Exercise: Which lines run from the one with "Target: forested hillside" through the end of the data? Retype them exactly, without pictures.

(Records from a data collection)
%%

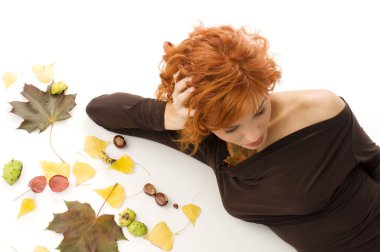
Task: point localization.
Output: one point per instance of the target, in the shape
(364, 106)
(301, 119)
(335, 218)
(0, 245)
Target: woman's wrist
(171, 120)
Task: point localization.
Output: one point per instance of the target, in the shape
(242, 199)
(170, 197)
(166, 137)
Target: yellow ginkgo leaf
(27, 206)
(192, 212)
(123, 164)
(94, 146)
(83, 172)
(44, 73)
(40, 249)
(161, 236)
(51, 169)
(114, 195)
(9, 78)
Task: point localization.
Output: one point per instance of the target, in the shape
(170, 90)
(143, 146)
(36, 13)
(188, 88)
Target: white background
(107, 46)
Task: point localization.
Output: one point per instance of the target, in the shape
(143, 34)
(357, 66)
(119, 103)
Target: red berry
(58, 183)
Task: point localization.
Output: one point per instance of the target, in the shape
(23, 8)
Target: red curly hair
(229, 67)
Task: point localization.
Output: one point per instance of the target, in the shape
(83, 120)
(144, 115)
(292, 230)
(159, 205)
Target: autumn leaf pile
(82, 229)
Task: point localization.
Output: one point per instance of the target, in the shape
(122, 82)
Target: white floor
(108, 46)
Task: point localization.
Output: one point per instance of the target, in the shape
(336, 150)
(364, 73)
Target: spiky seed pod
(58, 87)
(12, 171)
(126, 217)
(137, 228)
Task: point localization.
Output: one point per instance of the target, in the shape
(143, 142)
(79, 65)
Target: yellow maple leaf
(83, 172)
(161, 236)
(123, 164)
(44, 73)
(192, 212)
(39, 248)
(27, 206)
(51, 169)
(94, 146)
(9, 78)
(114, 195)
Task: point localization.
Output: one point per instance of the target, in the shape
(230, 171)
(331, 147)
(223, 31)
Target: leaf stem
(113, 188)
(51, 145)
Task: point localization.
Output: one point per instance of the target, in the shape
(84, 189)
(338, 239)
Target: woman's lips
(254, 144)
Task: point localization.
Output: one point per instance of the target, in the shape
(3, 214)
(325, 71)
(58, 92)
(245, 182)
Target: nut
(149, 189)
(161, 199)
(119, 141)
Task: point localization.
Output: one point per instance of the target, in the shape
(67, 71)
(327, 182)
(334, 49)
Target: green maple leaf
(83, 231)
(42, 108)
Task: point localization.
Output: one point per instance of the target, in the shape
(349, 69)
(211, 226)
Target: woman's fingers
(180, 100)
(180, 86)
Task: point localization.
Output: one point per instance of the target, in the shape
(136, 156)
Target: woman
(296, 161)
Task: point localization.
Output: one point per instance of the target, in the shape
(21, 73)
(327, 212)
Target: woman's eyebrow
(260, 107)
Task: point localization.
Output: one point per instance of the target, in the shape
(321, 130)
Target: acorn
(161, 199)
(126, 217)
(119, 141)
(137, 228)
(149, 189)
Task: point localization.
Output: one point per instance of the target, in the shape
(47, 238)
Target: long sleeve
(127, 111)
(134, 115)
(366, 151)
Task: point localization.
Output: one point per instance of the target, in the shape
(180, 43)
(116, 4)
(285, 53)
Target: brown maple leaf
(83, 231)
(42, 109)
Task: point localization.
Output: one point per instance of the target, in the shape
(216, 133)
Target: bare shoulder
(307, 107)
(322, 104)
(294, 110)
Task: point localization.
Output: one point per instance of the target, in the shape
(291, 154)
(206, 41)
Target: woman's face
(250, 131)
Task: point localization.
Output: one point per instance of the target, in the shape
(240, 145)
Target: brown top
(317, 188)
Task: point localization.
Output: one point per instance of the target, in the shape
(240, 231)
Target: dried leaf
(114, 199)
(44, 73)
(51, 169)
(39, 248)
(42, 108)
(83, 231)
(9, 78)
(192, 212)
(83, 172)
(27, 206)
(161, 236)
(58, 183)
(94, 146)
(124, 164)
(38, 184)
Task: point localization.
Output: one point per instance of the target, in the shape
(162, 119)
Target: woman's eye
(228, 131)
(260, 112)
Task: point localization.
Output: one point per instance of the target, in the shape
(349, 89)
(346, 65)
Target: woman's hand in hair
(176, 113)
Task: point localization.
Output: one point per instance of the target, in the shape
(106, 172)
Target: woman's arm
(136, 116)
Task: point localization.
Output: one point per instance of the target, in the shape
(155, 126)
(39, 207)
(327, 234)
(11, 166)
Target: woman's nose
(252, 134)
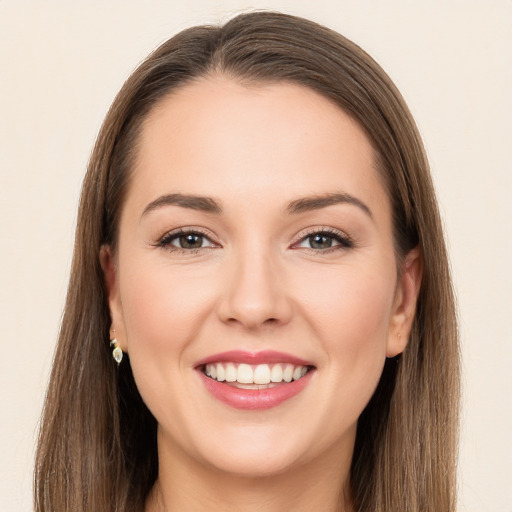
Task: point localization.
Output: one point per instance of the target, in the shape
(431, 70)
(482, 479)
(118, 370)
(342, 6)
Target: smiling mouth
(260, 376)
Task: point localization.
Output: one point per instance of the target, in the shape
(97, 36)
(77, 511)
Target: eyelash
(166, 241)
(343, 241)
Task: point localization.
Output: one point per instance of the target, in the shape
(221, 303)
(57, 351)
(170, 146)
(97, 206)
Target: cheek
(160, 308)
(351, 319)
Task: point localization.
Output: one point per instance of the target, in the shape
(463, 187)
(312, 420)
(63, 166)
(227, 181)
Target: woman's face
(255, 246)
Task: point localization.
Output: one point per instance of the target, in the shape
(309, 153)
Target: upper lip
(248, 357)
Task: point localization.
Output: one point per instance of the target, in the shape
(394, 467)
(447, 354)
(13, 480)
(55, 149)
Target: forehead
(219, 138)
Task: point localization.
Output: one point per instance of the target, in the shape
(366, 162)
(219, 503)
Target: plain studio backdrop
(61, 63)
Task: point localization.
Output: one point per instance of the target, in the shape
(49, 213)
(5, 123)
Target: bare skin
(290, 249)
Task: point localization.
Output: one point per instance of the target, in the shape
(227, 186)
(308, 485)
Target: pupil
(321, 242)
(191, 241)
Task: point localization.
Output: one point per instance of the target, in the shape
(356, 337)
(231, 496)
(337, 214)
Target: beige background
(61, 64)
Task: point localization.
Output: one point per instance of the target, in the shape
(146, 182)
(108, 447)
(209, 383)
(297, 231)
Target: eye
(186, 241)
(322, 241)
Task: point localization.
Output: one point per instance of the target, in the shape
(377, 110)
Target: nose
(255, 293)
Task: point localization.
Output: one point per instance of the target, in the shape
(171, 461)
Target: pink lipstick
(254, 380)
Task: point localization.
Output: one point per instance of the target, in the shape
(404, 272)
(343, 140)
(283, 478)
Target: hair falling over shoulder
(97, 445)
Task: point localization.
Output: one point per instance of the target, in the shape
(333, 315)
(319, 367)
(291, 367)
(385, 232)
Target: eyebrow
(307, 204)
(301, 205)
(204, 204)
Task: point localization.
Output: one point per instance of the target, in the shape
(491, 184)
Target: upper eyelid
(303, 234)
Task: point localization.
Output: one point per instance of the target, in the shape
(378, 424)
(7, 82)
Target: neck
(186, 485)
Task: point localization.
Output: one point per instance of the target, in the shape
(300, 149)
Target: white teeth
(221, 373)
(276, 375)
(288, 373)
(297, 373)
(259, 375)
(245, 374)
(262, 374)
(231, 373)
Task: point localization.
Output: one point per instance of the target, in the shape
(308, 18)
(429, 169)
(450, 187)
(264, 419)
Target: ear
(109, 267)
(404, 306)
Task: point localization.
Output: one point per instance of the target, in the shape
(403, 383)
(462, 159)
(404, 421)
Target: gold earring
(117, 353)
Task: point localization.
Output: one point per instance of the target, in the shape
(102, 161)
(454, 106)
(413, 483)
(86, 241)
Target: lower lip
(255, 399)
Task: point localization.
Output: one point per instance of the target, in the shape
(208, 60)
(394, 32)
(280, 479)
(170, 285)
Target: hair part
(97, 445)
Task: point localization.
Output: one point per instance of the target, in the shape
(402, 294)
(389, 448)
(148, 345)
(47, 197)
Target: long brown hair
(97, 446)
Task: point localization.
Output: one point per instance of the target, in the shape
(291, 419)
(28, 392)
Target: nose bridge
(255, 290)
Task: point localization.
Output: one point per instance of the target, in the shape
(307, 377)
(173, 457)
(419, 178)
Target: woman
(260, 314)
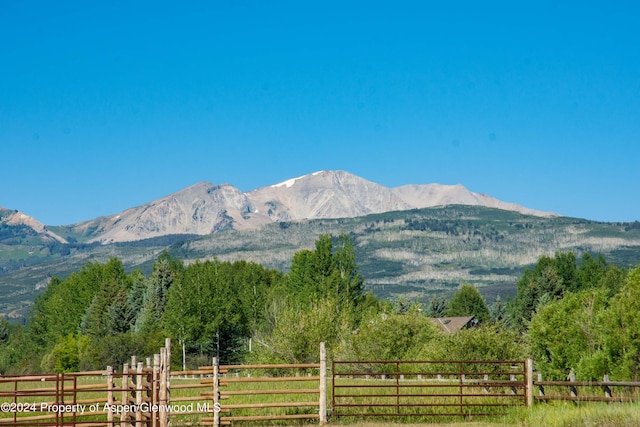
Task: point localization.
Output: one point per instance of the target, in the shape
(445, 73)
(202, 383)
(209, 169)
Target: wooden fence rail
(428, 388)
(97, 398)
(147, 393)
(568, 390)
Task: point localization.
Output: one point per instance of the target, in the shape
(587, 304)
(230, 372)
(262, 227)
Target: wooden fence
(149, 394)
(269, 387)
(428, 388)
(137, 396)
(585, 391)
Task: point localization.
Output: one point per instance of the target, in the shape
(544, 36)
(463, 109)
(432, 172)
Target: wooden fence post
(110, 394)
(124, 415)
(138, 391)
(540, 386)
(607, 389)
(216, 392)
(167, 345)
(156, 388)
(572, 388)
(162, 393)
(323, 384)
(529, 379)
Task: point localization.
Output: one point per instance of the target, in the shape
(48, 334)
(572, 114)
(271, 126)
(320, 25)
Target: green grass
(551, 414)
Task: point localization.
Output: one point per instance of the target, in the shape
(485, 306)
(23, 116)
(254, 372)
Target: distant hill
(416, 253)
(207, 208)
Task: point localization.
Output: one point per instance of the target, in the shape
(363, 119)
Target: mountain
(201, 209)
(207, 208)
(430, 195)
(325, 194)
(416, 253)
(14, 224)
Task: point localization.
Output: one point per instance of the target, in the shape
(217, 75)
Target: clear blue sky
(109, 105)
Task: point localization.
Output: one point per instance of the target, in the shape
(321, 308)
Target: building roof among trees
(451, 325)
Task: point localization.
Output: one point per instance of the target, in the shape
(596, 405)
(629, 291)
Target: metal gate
(427, 388)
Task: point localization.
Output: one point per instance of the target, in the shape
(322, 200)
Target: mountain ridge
(206, 208)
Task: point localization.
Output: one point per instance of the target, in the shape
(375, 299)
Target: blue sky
(109, 105)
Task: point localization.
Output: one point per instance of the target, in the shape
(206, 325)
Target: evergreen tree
(467, 301)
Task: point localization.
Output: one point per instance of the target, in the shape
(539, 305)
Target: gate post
(529, 379)
(323, 384)
(216, 392)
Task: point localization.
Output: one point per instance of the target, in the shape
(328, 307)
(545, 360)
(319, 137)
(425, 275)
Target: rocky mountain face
(16, 219)
(207, 208)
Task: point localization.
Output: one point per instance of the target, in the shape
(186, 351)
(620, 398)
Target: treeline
(569, 315)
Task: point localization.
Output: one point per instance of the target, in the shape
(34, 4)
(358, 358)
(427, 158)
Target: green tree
(486, 342)
(438, 307)
(468, 301)
(166, 271)
(384, 336)
(567, 335)
(622, 338)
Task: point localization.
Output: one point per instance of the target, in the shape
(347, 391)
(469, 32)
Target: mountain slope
(206, 208)
(325, 194)
(430, 195)
(16, 223)
(203, 208)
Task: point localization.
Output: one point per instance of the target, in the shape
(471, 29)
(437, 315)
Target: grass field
(551, 414)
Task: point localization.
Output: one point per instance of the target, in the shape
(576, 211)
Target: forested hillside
(417, 253)
(571, 314)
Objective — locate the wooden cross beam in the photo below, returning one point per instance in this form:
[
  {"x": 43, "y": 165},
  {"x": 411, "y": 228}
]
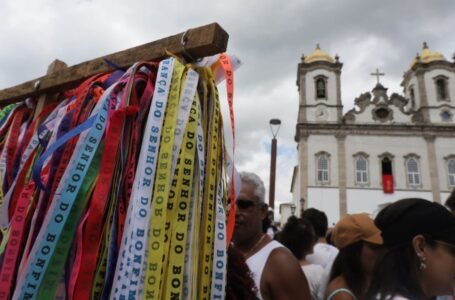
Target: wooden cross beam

%%

Task result:
Target: forested hillside
(417, 253)
(571, 314)
Objective — locate the wooden cross beam in the photo below, returning one point per instance in this form:
[
  {"x": 43, "y": 165},
  {"x": 411, "y": 228}
]
Target: wooden cross beam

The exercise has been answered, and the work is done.